The data section start

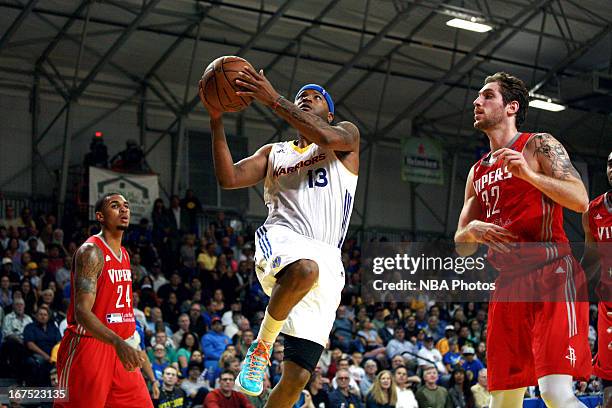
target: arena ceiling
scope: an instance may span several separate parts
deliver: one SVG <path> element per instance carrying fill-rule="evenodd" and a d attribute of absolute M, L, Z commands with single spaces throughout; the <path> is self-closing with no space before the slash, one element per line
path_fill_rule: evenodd
<path fill-rule="evenodd" d="M 457 15 L 493 29 L 448 27 Z M 65 108 L 143 99 L 176 116 L 169 131 L 203 114 L 195 84 L 208 62 L 240 55 L 287 95 L 326 86 L 364 143 L 411 132 L 475 143 L 471 101 L 486 75 L 507 71 L 568 107 L 531 109 L 525 128 L 585 160 L 612 150 L 608 0 L 0 0 L 0 27 L 0 88 L 39 78 Z M 283 130 L 265 108 L 245 115 Z"/>

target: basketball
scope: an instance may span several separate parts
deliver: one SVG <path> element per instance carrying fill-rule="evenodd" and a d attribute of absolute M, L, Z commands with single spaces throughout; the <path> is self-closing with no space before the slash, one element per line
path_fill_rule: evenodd
<path fill-rule="evenodd" d="M 244 66 L 253 67 L 247 60 L 235 56 L 219 57 L 211 62 L 200 81 L 200 99 L 222 112 L 239 112 L 253 102 L 253 98 L 238 96 L 238 72 Z"/>

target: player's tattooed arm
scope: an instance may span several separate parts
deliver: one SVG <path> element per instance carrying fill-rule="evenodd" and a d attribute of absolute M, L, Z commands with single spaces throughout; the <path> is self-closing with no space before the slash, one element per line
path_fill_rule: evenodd
<path fill-rule="evenodd" d="M 572 165 L 567 151 L 552 135 L 539 133 L 533 137 L 532 143 L 534 144 L 533 155 L 551 177 L 560 180 L 574 177 L 580 180 L 580 174 Z"/>
<path fill-rule="evenodd" d="M 96 294 L 98 277 L 102 273 L 104 256 L 100 248 L 93 244 L 84 244 L 77 252 L 76 257 L 76 284 L 77 292 Z"/>
<path fill-rule="evenodd" d="M 341 152 L 355 151 L 359 147 L 359 129 L 351 122 L 332 125 L 315 114 L 301 110 L 285 98 L 278 101 L 275 111 L 300 134 L 319 146 Z"/>
<path fill-rule="evenodd" d="M 585 212 L 589 197 L 563 145 L 548 133 L 538 133 L 525 146 L 525 155 L 530 153 L 539 171 L 532 171 L 528 181 L 563 207 Z"/>

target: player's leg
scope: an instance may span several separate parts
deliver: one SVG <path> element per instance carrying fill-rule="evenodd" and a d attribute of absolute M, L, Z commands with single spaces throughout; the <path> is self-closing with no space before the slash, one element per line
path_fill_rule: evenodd
<path fill-rule="evenodd" d="M 538 378 L 538 385 L 548 408 L 586 408 L 574 395 L 571 375 L 547 375 Z"/>
<path fill-rule="evenodd" d="M 316 262 L 300 259 L 276 274 L 270 302 L 259 329 L 242 366 L 236 383 L 248 395 L 257 396 L 263 390 L 264 370 L 270 361 L 271 347 L 278 337 L 291 309 L 312 289 L 319 279 Z"/>
<path fill-rule="evenodd" d="M 149 396 L 149 390 L 140 369 L 127 371 L 123 368 L 119 359 L 117 359 L 117 363 L 111 390 L 106 400 L 106 407 L 153 408 L 153 402 Z"/>
<path fill-rule="evenodd" d="M 289 408 L 295 404 L 323 353 L 323 346 L 318 343 L 285 333 L 283 336 L 283 374 L 268 399 L 266 407 L 270 408 Z"/>
<path fill-rule="evenodd" d="M 283 361 L 283 374 L 272 390 L 266 408 L 290 408 L 310 379 L 310 372 L 293 361 Z"/>
<path fill-rule="evenodd" d="M 514 390 L 492 391 L 491 408 L 521 408 L 527 387 Z"/>
<path fill-rule="evenodd" d="M 55 402 L 54 407 L 104 407 L 115 355 L 112 346 L 94 338 L 66 334 L 58 352 L 57 367 L 58 386 L 68 390 L 68 399 Z"/>

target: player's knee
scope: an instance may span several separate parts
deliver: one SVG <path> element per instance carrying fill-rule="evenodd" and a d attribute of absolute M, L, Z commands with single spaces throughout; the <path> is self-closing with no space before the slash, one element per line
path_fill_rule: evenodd
<path fill-rule="evenodd" d="M 310 290 L 319 279 L 319 266 L 316 262 L 301 259 L 287 271 L 288 280 L 297 291 Z"/>

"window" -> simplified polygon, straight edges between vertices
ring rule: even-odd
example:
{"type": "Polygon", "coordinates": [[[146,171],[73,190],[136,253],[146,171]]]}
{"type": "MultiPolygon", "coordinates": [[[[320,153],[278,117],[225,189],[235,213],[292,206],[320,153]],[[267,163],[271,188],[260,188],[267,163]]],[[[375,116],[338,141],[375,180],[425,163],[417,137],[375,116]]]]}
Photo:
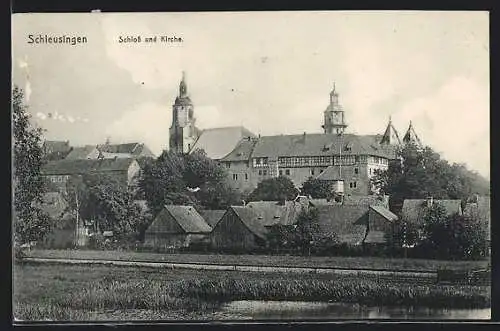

The data section end

#### What the exercise asks:
Filter the listing down to the lines holding the word "type", and return those.

#### Solution to this problem:
{"type": "Polygon", "coordinates": [[[146,171],[73,190],[136,253],[146,171]]]}
{"type": "MultiPolygon", "coordinates": [[[[320,153],[278,117],[225,189],[235,213],[292,206],[320,153]],[[267,163],[271,188],[260,188],[267,163]]],[[[375,116],[338,141],[375,180],[425,163],[417,137],[375,116]]]]}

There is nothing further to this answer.